[ABOUT THIS EXERCISE]: All lines from the entries below that contain the string "curly" should be copied out.

DATASET CONTENT START

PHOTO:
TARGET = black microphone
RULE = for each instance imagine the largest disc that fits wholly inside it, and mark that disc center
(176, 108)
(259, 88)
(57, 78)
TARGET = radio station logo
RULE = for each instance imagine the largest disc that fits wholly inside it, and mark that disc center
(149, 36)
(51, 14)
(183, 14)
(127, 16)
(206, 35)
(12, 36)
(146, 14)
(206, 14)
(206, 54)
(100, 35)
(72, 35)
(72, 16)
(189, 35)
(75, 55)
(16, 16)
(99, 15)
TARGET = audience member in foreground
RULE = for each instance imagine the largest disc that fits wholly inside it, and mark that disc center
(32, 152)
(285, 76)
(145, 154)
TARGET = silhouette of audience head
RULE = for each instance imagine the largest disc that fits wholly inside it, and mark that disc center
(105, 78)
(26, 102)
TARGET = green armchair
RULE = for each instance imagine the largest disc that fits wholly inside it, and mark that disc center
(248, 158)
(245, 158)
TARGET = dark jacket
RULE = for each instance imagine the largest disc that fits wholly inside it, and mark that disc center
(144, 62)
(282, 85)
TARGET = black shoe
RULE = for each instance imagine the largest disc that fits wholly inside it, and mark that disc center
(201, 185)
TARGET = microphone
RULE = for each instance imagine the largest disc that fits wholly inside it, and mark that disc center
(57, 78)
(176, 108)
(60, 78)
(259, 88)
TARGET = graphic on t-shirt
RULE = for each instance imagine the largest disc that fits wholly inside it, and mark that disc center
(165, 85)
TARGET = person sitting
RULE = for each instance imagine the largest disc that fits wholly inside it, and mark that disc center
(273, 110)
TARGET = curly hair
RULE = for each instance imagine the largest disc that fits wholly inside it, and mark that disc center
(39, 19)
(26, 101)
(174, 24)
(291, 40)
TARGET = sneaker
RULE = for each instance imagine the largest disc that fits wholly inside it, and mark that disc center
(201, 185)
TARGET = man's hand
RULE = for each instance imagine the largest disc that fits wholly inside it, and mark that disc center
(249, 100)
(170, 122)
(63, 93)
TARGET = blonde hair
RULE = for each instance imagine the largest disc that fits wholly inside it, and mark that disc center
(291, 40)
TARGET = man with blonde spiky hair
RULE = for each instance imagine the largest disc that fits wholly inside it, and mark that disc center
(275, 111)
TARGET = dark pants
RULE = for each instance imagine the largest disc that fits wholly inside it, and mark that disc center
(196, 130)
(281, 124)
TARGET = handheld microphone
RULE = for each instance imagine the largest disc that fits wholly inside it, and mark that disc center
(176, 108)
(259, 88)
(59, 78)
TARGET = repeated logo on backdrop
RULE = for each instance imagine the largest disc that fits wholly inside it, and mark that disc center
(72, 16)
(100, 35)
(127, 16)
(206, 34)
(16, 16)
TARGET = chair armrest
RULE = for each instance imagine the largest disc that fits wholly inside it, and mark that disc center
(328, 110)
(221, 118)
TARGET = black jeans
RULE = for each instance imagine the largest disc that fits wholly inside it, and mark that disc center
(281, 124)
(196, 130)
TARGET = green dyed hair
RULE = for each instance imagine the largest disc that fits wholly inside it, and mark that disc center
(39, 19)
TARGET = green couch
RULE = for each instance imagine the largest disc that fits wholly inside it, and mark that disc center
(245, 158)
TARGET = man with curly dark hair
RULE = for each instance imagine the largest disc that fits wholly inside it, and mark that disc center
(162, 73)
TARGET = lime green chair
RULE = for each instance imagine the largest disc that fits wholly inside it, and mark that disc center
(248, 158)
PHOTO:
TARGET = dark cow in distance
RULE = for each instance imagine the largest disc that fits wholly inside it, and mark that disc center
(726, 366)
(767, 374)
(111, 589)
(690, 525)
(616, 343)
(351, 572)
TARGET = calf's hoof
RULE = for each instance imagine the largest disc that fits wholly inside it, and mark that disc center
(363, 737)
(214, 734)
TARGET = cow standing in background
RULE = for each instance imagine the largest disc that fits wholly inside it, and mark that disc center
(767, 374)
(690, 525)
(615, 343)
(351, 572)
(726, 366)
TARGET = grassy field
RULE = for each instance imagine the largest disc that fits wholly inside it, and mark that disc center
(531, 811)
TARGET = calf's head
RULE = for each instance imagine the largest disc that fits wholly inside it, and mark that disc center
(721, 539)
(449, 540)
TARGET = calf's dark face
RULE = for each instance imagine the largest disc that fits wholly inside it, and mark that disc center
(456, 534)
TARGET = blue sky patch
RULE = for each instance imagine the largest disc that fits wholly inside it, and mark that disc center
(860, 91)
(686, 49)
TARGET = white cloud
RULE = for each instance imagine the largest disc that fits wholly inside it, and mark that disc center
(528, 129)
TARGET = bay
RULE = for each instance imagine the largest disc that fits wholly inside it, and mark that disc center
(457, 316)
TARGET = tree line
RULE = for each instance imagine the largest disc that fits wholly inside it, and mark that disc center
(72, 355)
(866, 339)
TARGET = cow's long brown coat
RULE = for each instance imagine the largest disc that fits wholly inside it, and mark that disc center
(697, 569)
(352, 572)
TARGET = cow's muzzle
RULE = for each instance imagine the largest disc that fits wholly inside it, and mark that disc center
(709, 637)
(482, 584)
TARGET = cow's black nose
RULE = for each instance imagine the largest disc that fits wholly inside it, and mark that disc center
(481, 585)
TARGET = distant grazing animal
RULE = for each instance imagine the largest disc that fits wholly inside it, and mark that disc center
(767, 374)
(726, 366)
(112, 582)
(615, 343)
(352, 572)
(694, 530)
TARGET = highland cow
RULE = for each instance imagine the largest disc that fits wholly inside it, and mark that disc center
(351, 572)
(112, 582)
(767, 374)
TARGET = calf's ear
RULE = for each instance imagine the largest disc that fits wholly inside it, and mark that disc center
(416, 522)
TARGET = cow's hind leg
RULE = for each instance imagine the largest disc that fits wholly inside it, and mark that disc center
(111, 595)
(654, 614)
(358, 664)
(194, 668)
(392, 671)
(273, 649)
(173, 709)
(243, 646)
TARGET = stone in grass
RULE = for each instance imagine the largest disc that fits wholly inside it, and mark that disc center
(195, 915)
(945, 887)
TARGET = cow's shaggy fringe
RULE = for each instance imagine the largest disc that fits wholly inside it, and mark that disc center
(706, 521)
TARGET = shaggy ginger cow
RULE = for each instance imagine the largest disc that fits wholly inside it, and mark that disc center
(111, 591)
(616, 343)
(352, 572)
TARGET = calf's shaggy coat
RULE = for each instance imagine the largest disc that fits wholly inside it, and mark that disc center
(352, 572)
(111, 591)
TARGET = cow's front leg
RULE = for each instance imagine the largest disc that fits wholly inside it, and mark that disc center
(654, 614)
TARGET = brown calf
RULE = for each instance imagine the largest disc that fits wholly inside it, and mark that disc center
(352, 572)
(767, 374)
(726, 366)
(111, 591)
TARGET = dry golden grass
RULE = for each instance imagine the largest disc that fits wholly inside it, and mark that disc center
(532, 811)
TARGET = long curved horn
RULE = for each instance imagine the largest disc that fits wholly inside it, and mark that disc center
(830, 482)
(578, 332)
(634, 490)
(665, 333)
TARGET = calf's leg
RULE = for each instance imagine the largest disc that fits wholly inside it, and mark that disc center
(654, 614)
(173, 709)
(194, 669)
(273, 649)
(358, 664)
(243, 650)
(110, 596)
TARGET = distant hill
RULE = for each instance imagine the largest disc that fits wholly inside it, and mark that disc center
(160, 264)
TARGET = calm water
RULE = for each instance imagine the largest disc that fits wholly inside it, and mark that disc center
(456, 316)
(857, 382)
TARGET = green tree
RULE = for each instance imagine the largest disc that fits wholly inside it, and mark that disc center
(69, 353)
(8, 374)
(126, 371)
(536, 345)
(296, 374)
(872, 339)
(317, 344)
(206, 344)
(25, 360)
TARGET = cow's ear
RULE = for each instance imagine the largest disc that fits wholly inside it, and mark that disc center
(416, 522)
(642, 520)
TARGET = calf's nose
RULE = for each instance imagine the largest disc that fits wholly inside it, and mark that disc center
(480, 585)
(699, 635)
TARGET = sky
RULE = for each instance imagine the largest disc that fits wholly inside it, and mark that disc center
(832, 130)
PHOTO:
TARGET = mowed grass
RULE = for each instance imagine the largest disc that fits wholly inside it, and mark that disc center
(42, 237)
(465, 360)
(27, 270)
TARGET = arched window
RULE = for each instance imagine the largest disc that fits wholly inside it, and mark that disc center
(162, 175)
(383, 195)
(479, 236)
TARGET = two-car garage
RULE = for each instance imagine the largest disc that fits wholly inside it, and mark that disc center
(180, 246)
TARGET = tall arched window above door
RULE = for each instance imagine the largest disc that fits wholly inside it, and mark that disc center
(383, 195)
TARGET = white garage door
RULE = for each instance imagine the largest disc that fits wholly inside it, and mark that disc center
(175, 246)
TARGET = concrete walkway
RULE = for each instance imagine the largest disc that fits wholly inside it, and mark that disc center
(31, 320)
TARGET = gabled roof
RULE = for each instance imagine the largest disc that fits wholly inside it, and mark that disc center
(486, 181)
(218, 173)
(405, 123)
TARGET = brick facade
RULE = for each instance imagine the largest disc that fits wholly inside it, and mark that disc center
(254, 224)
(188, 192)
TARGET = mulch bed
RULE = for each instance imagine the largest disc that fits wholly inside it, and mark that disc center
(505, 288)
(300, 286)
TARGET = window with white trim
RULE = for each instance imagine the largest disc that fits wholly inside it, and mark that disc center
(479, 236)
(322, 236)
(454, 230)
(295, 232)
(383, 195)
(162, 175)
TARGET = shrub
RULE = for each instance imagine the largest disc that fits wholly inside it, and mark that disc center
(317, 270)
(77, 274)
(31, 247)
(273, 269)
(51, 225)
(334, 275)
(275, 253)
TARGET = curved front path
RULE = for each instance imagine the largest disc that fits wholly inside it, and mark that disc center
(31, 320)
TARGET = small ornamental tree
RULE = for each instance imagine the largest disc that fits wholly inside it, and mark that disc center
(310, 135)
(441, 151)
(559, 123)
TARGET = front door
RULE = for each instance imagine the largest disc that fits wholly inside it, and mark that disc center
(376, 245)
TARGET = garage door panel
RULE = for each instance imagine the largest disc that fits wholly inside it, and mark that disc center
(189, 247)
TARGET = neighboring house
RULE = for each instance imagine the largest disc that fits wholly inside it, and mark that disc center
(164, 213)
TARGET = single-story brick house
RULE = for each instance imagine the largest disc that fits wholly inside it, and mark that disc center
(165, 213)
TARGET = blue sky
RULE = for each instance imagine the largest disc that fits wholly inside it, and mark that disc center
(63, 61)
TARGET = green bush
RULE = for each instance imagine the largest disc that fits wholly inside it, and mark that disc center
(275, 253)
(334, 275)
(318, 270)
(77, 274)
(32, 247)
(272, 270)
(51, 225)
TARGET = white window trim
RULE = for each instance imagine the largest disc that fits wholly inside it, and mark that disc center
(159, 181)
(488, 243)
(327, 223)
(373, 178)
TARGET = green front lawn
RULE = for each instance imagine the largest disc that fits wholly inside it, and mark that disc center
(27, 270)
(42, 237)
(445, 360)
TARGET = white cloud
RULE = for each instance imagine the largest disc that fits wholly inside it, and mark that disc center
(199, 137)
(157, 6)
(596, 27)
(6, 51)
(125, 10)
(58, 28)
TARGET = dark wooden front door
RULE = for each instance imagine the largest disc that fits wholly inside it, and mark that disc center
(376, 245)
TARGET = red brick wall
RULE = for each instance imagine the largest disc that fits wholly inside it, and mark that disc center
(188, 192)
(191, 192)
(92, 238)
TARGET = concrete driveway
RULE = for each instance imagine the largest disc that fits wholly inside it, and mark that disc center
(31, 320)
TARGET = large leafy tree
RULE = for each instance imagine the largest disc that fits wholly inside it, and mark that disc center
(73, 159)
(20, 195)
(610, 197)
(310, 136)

DATASET CONTENT END

[OUTPUT]:
TARGET = curly hair
TARGET = man with curly dark hair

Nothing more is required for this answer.